» **TESTO FORNITO**:
──────

Probabilmente il primo sito di ultrafinanza (o di finanza da ultramaratona) della storia, dove le mie due passioni si incontrano in una esplosione di sentimenti squisitamente umani poi applicati alla razionalità dei prodotti finanziari, con un tocco di ironia e senza mai perdere di vista la serietà degli argomenti trattati. Come investitore professionale non sono alla ricerca del profitto, ma della qualità nel profitto: che deve essere socialmente ed ambientalmente sostenibile. La mia è una, letteralmente, costante corsa contro il tempo e ogni passo compiuto in montagna avvicina la mia strategia a quella perfezione emotiva nella gestione del portafoglio che soltanto una via "Naturale" degli investimenti può regalare.

martedì 5 settembre 2023

Libero arbritrio e facoltà di critica.

Questi sono i miei piedi dopo 24ore 130km e 16.000 metri di dislivello accumulato in una Ultratrail. Un'immagine che forse colpirà gli animi più sensibili ma che rende l'idea.

Chi me lo ordina, cosa mi spinge, ma soprattutto che senso ha.

Niente e nessuno: facile. 

D’altronde nessun senso ha anche fumare per ridursi i polmoni come caldaie a carbone del secolo passato o bere alcolici e cristallizzare il fegato come un pezzo di granito Dolomitico, oppure intasare arterie e coronarie con residui tossici del cibo spazzatura.

──────

» **ESTRATTI DELLE VOCI**:
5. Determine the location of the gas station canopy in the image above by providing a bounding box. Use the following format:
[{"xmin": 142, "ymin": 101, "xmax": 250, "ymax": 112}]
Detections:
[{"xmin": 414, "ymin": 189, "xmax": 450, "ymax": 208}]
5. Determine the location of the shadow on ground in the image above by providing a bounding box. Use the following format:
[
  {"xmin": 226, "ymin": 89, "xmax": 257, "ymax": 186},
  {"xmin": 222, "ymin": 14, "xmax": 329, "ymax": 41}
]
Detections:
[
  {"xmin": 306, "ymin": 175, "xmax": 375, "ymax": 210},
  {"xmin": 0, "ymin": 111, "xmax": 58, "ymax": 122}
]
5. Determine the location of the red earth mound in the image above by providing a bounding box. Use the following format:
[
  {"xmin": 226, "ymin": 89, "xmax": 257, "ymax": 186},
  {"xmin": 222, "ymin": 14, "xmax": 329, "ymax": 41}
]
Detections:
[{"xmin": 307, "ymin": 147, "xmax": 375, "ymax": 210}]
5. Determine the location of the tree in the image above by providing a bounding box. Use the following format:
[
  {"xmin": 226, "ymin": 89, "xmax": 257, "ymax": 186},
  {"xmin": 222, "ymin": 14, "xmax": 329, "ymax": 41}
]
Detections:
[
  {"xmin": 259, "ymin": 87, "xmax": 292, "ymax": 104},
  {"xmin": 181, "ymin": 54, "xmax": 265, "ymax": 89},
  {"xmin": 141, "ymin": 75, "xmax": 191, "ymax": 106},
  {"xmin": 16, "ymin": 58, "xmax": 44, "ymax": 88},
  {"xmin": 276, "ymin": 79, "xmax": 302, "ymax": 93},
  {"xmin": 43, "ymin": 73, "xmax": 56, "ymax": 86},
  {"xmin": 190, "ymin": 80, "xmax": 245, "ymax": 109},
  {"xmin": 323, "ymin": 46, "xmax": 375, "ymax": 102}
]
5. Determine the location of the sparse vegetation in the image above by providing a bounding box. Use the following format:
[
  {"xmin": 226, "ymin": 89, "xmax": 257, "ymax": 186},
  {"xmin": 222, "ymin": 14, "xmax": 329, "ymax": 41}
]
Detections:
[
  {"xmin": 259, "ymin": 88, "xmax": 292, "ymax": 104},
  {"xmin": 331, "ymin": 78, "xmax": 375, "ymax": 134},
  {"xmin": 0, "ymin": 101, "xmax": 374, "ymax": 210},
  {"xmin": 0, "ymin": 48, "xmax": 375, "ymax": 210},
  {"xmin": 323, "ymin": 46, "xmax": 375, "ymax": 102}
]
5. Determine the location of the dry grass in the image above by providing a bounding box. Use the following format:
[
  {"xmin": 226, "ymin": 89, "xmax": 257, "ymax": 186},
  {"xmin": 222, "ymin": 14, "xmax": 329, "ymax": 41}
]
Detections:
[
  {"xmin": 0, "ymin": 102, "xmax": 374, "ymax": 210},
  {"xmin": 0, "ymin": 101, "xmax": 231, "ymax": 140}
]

──────

» **CONSEGNE DELL'ESERCIZIO**:
#1 Nel testo su ultrafinanza e ultramaratona, quanti chilometri sono stati percorsi in 24 ore durante l'Ultratrail?
#2 Prosegui il testo su ultrafinanza e ultramaratona a partire dall'ultima frase riportata.

» **RISPOSTE AI COMPITI**:
#1 130 km.

#2
Lo si fa e basta, con l’unica differenza che le unghie nere e le vesciche si vedono, mentre fegato polmoni e colesterolo no.

Ci tengo a precisare che non sono lo stereotipo salutista ossessionato dagli sport estremi e dall'alimentazione che parte con la predica.

No.

Sono un amante del libero arbitrio, questo si, e per "deformazione professionale" in forma estrema: Il fumatore, l’alcolizzato, il drogato, l’uomo “normale” che sceglie cattivi stili di vita sa che un giorno potrebbe aver bisogno di visite mediche e cure ospedaliere, una parte probabilmente a carico della comunità, e che le sue abitudini potrebbero magari ledere interessi altrui, chissà forse esser viste come un estremo atto di egoismo.

Però è un diritto. Ed è giusto sia così.


La settimana scorsa è morto un ragazzo di soli 28anni correndo una corsa in montagna. Nemmeno una delle più dure, anzi chi è dell’ambiente sa che una trail di 45km è per chi pratica questo sport quasi la normalità. Non si può nemmeno, dal punto di vista tecnico, definirla una ultra.

I “giornalisti” no.

Arrogandosi diritti mai acquisiti, hanno dato sfoggio di una tal patetica mancanza di sensibilità verso la disgrazia accaduta da rasentare il crimine. Immediato il collegamento con un'altra tragedia accorsa, nella stessa gara, 4 anni fa, dove una ragazza perse la vita colpita da un fulmine.

Se non giuridico, il crimine commesso da questi giornalisti è perlomeno etico, senz’altro umano.

Un’accozzaglia di articoli privi di qualsiasi soggettiva analisi, un copia incolla vomitevole, inumano, con dati e affermazioni inesatte, spesso stupide e scritte male. Articoli che nemmeno la più meccanica e fredda Chatgpt sarebbe in grado di scrivere.

I cervelli di questi “giornalisti”  sono riusciti a secernere, come bubboni infetti, il prodotto dell’infezione che ormai da qualche anno colpisce tutti i media.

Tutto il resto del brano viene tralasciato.